### What you need to do
Rewrite all the entries below with every "query" changed to "search phrase" and nothing else altered. Leave the pictures out.

### Records supplied
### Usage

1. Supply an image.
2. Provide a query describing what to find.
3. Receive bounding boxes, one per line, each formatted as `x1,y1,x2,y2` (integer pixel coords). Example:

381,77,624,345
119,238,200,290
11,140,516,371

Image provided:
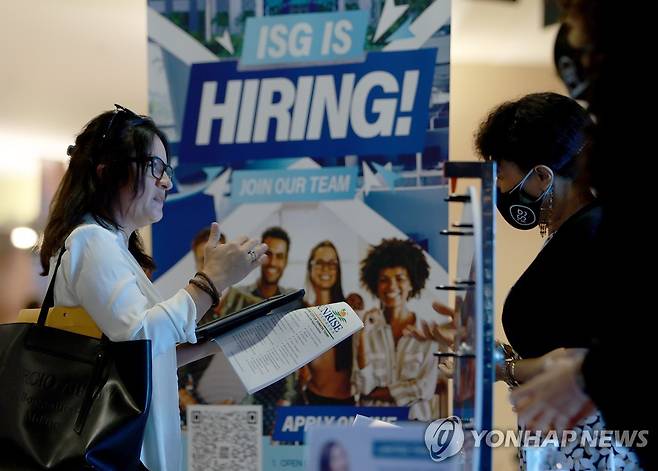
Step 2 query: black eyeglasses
130,155,174,180
101,103,146,143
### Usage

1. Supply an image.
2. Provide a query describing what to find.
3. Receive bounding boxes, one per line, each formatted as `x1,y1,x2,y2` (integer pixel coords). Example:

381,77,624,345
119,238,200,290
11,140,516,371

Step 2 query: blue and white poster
148,0,450,469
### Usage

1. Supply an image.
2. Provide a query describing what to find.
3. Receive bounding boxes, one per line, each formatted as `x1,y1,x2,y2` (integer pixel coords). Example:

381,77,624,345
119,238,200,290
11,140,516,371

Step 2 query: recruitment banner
148,0,450,469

### Exercise result
### Usage

1. Supply an image.
2. Provide a search phrase describing what to find.
3. Receive bounding boxes, one per line, each formatted as `x1,y1,x2,y2` (integer pixel coords). Example:

381,77,624,345
119,238,200,290
11,140,516,371

Image provided:
Step 2 search phrase: black eyeglasses
130,155,174,180
101,103,146,143
### Usage

1. Supply an image.
2. Provide a search phrase describing what to find.
3. Receive bounding boxes, one per line, each formatted as `x1,y1,x2,y2` (integer pixel coords). Example:

381,77,624,345
119,238,200,290
11,140,516,371

Step 2 search phrase: blue and white poster
148,0,450,469
### Usage

1. Supply an image.
2. Provide a search phrase describing what to find.
3. Receive bounding boxes, one per line, each formatted as `x1,y1,x2,y2` (integer pixel coords). Example:

381,77,624,345
119,238,200,290
11,140,516,371

Step 2 search phrase: recruitment banner
148,0,450,469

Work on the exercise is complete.